■ **EXCERPTED TEXT**:
Kernel audit output is inconsistent, hard to parse

Tue Jan 29 22:56:36 UTC 2008

The format of audit messages from the kernel is a mess. The
bottom line is one cannot parse the audit messages without special
case knowledge of each audit message because the data formatting does
not follow any regular rules.

I don't know how it got this way, but it really needs to be fixed.

The primary offense is string formatting, specifically the use or
non-use of the functions audit_log_hex() audit_log_untrustedstring(),
and audit_log_n_untrustedstring(); depending on circumstances.

The net result is a field value might be one of the following cases:

1) a string without quotes (maybe a string, maybe an int, etc.)

2) a string enclosed in quotes (implies a string with no escaped chars)

3) a string which is represented as a sequence of hex values (not
    enclosed in quotes, but how do you distinguish this from case 1?)

Given the name=value formatting it is absolutely impossible to
correctly interpret the value component unless you know how
audit_log_format was invoked to generate the name=value pair. This
will be dependent on the kernel version, the field name, and the audit
record type. To be specific, during parsing only case 2 is
unambiguous. You cannot determine between case 1 and case
3. Heuristics based on each character being in the hexadecimal
character set fail for a significant subset of data, thus you don't
know if the value is a string encoded in hexadecimal which needs to be
decoded or a string which happens to be composed of hexadecimal
characters but is not encoded.

Thus we have the situation where to correctly parse the name=value
pair one must know the audit record type, the field name, and the
kernel version. That is just plain CRAZY and UNNECESSARY. Trying hide
this logic in auparse is just a band-aid over the problem compounded
by the fact auparse does not always get it right either. This is in
conjunction with the fact auparse has no way to know the kernel
version of the audit data it is attempting to parse (nor should it
even have tables based on kernel version).

The answer is to make the output parsable without special case
knowledge. It would appear many of these problems were introduced with
the functions audit_log_hex() audit_log_untrustedstring(), and
audit_log_n_untrustedstring() which attempt to correct for a double
quote, white space, or non-printable character in the output
string. However these are not used uniformly nor do they follow any
common approach for string representations in user land (why not?).

All field values without exception need to be enclosed in quotes to
delimit the value. Special characters inside the quotes need to
be escaped, following some standard convention. Please, lets not
invent a new encoding, this problem has already been solved
elsewhere many times before!

■ **WRITTEN REQUEST 1**: In the post on kernel audit output, which of the three cases of field value formatting is described as the only one that is unambiguous during parsing?
■ **WRITTEN REQUEST 2**: Carry on the post about inconsistent kernel audit output from its final sentence onward.

Object detection data:
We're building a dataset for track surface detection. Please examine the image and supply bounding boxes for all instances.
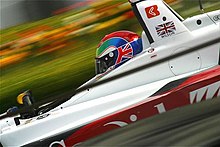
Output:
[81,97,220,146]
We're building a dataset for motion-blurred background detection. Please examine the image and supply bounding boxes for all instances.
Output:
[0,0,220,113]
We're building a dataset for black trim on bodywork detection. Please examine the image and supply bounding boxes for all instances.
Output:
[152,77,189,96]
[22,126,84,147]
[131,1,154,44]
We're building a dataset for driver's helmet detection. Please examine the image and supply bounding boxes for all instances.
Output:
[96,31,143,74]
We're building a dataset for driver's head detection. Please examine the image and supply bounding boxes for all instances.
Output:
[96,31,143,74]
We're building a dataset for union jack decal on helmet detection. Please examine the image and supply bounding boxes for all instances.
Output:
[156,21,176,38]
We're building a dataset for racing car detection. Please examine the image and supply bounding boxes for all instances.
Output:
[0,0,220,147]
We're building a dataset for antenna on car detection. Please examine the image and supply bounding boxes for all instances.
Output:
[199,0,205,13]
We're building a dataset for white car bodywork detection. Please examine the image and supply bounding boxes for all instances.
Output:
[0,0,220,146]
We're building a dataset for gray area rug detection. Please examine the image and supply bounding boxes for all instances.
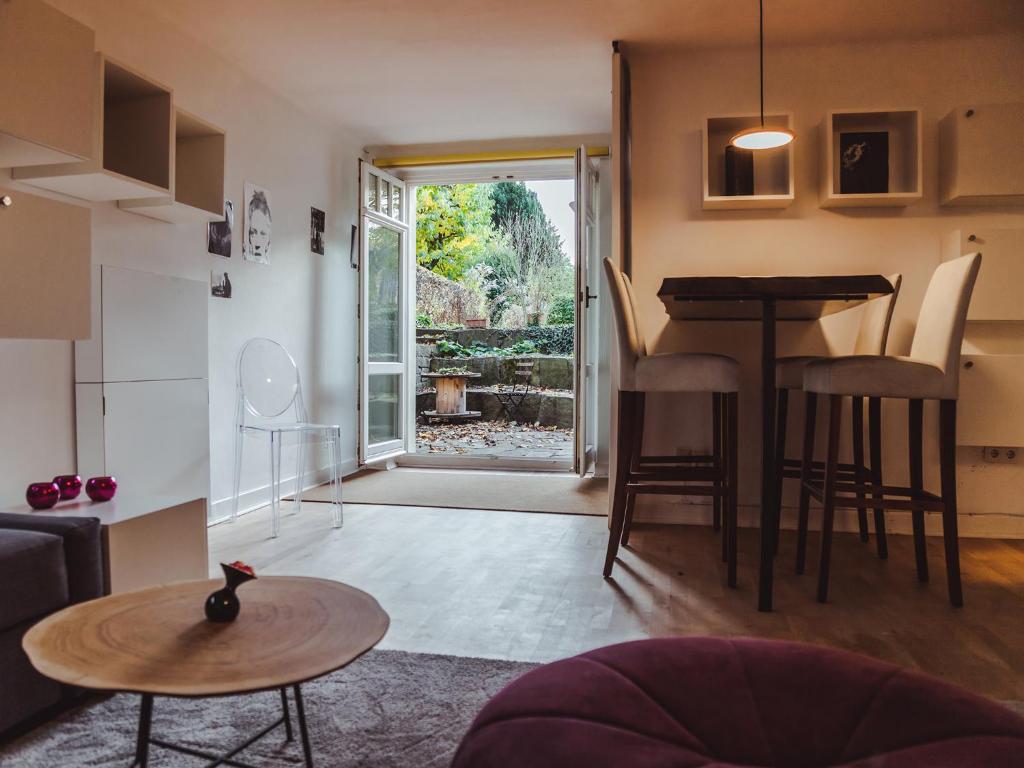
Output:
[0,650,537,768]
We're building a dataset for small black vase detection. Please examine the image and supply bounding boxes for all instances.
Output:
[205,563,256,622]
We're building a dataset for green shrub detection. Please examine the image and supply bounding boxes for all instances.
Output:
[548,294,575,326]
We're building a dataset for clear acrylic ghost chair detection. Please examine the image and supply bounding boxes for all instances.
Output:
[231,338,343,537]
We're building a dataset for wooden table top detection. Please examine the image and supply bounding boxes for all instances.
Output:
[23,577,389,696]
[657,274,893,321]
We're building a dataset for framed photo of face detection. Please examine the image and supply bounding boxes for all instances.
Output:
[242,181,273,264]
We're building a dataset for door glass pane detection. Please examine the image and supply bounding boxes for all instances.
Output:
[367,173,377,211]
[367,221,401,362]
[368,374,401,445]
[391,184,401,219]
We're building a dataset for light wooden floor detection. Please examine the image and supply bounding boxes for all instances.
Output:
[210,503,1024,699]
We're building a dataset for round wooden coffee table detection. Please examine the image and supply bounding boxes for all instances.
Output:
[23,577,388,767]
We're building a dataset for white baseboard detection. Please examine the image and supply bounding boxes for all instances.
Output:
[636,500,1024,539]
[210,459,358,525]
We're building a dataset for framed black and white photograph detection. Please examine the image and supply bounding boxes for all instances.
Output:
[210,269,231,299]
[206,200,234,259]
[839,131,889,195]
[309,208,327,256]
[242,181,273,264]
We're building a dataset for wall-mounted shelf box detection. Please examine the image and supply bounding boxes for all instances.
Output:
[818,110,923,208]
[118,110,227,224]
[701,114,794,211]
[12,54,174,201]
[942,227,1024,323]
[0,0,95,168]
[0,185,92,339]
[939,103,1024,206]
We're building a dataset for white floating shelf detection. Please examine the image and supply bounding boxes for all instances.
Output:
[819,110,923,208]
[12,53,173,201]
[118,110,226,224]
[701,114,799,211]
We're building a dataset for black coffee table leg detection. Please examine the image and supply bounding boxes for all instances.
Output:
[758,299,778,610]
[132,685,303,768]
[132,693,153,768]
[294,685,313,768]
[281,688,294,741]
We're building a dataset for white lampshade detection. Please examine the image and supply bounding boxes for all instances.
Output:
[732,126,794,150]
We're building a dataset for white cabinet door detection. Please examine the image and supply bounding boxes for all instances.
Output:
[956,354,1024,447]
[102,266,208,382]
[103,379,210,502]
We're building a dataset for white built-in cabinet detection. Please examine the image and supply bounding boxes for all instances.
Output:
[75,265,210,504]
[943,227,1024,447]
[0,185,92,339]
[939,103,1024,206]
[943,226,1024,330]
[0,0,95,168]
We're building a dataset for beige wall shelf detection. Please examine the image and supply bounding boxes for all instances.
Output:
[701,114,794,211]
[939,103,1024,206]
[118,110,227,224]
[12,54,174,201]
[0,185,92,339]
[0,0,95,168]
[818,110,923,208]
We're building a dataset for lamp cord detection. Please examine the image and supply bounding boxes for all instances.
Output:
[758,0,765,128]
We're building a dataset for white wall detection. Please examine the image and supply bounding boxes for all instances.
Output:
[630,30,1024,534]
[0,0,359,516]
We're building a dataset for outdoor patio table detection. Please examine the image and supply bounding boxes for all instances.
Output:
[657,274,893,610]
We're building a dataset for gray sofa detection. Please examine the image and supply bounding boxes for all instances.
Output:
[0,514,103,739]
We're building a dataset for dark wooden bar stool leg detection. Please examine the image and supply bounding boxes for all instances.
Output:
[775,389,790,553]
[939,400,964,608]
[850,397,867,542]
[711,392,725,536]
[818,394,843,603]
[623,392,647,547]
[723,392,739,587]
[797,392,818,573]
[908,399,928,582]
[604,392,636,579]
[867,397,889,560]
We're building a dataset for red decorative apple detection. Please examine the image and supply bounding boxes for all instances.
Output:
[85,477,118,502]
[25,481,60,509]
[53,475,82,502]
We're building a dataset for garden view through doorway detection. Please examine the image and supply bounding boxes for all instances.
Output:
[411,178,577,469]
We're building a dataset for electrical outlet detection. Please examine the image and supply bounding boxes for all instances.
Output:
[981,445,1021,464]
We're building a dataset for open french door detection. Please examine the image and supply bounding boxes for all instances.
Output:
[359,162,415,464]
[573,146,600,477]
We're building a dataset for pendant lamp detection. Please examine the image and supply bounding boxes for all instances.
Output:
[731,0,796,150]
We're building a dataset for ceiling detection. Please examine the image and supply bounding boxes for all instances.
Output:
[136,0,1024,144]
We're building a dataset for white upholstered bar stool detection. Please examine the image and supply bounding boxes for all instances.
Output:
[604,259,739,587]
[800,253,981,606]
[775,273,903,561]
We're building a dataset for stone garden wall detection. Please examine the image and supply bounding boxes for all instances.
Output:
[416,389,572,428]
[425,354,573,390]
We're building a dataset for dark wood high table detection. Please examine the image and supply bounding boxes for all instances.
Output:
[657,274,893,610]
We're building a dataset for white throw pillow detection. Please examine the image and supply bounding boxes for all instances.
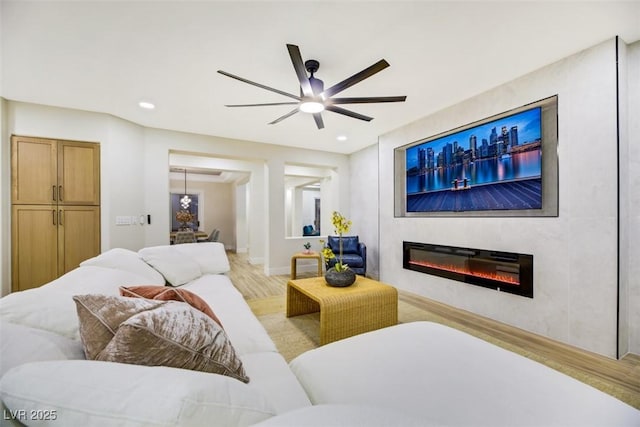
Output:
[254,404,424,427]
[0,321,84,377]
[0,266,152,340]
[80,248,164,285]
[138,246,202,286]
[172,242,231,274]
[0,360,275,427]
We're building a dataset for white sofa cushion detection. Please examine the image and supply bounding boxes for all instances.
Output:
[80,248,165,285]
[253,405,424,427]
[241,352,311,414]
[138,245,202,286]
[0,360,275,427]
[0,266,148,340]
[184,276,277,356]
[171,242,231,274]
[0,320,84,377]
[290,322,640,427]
...
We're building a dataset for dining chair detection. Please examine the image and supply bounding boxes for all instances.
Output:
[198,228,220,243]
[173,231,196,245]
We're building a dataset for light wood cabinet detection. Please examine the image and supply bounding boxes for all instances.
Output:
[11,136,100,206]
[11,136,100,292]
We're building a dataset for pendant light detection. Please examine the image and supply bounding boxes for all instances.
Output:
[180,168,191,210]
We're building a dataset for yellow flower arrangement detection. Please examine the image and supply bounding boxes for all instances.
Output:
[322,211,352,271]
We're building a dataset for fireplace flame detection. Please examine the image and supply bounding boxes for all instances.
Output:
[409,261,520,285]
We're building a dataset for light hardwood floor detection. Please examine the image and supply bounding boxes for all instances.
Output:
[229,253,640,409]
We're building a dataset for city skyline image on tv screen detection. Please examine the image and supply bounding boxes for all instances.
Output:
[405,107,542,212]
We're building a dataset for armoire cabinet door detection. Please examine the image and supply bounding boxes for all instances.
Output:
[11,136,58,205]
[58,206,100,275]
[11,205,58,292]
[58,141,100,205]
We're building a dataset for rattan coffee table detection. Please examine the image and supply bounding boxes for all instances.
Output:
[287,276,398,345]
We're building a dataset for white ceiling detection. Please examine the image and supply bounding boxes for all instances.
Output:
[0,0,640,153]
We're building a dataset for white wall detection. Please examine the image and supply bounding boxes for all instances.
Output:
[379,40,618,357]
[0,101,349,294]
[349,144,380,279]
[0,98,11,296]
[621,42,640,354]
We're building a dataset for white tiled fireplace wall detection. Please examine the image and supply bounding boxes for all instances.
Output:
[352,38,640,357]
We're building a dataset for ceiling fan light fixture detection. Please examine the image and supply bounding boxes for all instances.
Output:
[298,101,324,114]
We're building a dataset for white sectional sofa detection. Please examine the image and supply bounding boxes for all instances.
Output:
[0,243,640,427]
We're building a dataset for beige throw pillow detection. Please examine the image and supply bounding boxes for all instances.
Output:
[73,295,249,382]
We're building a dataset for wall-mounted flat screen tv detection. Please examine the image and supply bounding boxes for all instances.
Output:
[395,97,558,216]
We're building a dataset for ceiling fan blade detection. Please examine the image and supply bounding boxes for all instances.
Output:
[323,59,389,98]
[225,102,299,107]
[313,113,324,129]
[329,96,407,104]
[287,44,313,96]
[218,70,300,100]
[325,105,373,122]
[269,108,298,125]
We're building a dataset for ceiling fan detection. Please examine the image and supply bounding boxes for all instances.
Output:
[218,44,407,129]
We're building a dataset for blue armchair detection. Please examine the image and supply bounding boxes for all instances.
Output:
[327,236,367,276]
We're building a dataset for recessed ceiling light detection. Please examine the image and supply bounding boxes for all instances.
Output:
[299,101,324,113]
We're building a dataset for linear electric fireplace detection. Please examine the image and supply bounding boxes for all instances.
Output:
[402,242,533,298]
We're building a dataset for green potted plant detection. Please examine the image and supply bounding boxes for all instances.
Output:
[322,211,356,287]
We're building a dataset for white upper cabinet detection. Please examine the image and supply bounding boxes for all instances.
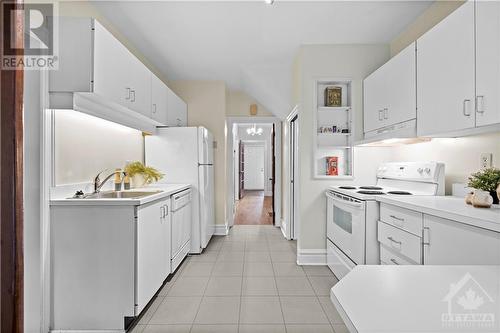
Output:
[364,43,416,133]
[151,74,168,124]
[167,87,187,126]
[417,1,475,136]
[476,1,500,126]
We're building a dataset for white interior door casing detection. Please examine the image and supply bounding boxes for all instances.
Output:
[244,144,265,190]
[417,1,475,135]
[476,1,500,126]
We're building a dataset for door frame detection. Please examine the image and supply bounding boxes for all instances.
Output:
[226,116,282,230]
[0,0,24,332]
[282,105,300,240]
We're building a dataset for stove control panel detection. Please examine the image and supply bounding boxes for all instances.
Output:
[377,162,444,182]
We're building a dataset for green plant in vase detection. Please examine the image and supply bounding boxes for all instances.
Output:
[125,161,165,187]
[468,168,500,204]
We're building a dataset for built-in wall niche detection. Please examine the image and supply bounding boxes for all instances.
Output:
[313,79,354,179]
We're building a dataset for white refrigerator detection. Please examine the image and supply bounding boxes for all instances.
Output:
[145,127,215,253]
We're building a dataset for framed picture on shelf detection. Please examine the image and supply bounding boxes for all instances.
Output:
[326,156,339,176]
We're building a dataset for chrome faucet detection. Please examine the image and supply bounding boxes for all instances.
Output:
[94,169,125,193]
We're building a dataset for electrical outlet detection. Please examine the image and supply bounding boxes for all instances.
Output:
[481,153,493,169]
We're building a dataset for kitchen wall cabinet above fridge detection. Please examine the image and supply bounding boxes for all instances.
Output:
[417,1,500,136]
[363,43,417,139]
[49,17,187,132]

■ **OUTPUT 1**: Case 2, a string enclosed in quotes.

■ **OUTPUT 2**:
Also note the function audit_log_n_untrustedstring() in audit.c has a
bug and ignores the len parameter (it iterates till it finds a NULL
terminator even though it's supposed to stop after n chars).

Suggested Fix:
--------------

Most of these problems can easily be fixed if there is exactly one
central place to format an audit field value. The function
audit_log_vformat() could very easily ensure consistent formatting via
% format specifiers in the format string, e.g.:

     audit_log_format("n=%d path=%s", n, path);

Building audit output piecewise would be deprecated, e.g. these types
of sequences would be eliminated.

     audit_log_format(ab, " n=%d", n);
     audit_log_format(ab, " name=");
     audit_log_foo();

and replaced with:

     audit_log_format(ab, " n=%d name=%s", foo_to_string(foo));

Whenever audit_log_vformat() encounters a % format specifier it
formats to a string, then it converts the string to an escaped quoted
string, and then inserts the escaped quoted string into the buffer
(e.g. n="123" name="foo bar\n" )

This way the formatting is consistent, easy to apply, and is never
special cased by the caller.

There are no performance penalties of any note, calling a routine to
escape only needs to be done when the format specifier is %s. Currently
this is already done for a subset of output strings, so all we're doing
is removing the responsibility for escaping from the caller and doing
it consistently instead of in a subset of cases.

I don't really care what the encoding is. I only care that it is an
encoding with wide support. Backslash quoting is very popular,
familiar and has many implementations. The MIME quoted-printable
transfer encoding would be another option but might pose some problems
with line endings. I think backslash quoting would be a good choice. I
suspect everyone reading this message already knows exactly how to
interpret a string with backslash escapes.

Auparse is not the answer:
--------------------------

Auparse is not the answer to irregular kernel audit message
formatting. First of all it forces auparse to have special case logic
which is not 100% robust and is tied to the kernel source code
version.

Second, in it's current implementation auparse confuses transfer
decoding and substitution, two entirely different concepts needing to
be applied in entirely different circumstances, but which have been
conflated.

auparse_get_field_str() returns the field value in it's encoded form,
this is almost never of value to the caller. The caller wants the
field value to be unencoded so it can operate on it. If you want the
field value to be unencoded you have to call
auparse_interpret_field(). But auparse_interpret_field() performs two
distinctly different operations, it both decodes AND performs
contextual substitution. Contextual substitution only has meaning when
applied on the same host and at approximately the same time as when
the audit record was generated. Contextual substitution is mainly of
value for human readable output, it is difficult to utilize with
automated machine processing. At the moment it is not possible to get
a decoded value from auparse without it also performing undesired
substitution.

While we're at it:
------------------

If we do fix the format of audit messages we might as well fix some
other inconsistencies at the same time.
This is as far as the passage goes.